■ WORK REQUEST ■
The full set of entries, reproduced exactly, is the expected answer.

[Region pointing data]
╭──

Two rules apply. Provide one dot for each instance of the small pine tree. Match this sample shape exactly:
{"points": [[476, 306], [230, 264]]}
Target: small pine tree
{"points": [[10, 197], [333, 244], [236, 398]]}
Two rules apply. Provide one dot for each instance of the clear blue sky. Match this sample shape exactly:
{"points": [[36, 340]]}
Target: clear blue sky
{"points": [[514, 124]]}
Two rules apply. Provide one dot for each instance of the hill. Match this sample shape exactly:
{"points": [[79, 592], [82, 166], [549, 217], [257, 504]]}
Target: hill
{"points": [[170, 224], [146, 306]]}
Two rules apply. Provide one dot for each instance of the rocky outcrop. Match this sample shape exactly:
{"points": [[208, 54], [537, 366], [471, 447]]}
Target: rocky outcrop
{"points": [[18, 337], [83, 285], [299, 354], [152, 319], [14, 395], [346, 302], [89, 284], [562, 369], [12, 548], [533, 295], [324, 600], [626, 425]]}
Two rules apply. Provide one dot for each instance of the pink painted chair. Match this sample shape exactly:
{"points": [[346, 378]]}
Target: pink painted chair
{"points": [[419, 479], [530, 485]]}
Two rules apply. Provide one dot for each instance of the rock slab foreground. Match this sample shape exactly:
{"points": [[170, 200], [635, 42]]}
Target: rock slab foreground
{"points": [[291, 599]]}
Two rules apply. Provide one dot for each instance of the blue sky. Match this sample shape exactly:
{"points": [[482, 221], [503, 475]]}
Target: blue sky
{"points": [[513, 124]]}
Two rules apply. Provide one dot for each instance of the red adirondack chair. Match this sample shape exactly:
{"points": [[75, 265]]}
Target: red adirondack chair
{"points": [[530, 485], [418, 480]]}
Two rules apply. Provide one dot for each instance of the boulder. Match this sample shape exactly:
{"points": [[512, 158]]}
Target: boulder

╰──

■ WRITTEN RESPONSE ■
Two rules apply. Provide one dot for each instance of the small pine tree. Match this sample shape exactly:
{"points": [[476, 306], [230, 264]]}
Target: small pine tree
{"points": [[10, 197], [333, 244], [236, 398]]}
Two rules apply. Provide one dot for each instance of the clear blue sky. Match this sample shape exactly:
{"points": [[36, 340]]}
Target: clear blue sky
{"points": [[514, 124]]}
Two rules apply. Provide one dot for each instance of the hill. Match this sample shape exactly:
{"points": [[79, 592], [82, 166], [549, 217], [257, 504]]}
Target: hill
{"points": [[170, 224], [146, 306]]}
Two rules apply. Provide one dot for each instance of the rocky outcrop. Match this sample shape exactly:
{"points": [[208, 54], [537, 366], [471, 447]]}
Target: rocky outcrop
{"points": [[18, 337], [83, 285], [299, 354], [152, 319], [14, 395], [346, 302], [89, 284], [562, 369], [12, 548], [533, 295], [324, 600], [626, 425]]}
Two rules apply. Provide one dot for each instance of the pink painted chair. Match this sample shape exactly:
{"points": [[346, 378]]}
Target: pink painted chair
{"points": [[419, 479], [530, 485]]}
Two rules apply. Provide one dot for each instance of the rock slab foreground. Match this sample shape exactly:
{"points": [[170, 200], [635, 42]]}
Target: rock slab foreground
{"points": [[291, 599]]}
Two rules apply. Provide one dot for each instance of the blue sky. Match this sample shape exactly:
{"points": [[482, 221], [503, 475]]}
Target: blue sky
{"points": [[513, 124]]}
Two rules apply. Provide one dot for each instance of the red adirondack chair. Match this sample shape exactly:
{"points": [[75, 265]]}
Target: red adirondack chair
{"points": [[530, 485], [418, 480]]}
Two rules apply. Provide one dot for each instance of the boulder. Match this sample shape exactly:
{"points": [[512, 158]]}
Target: boulder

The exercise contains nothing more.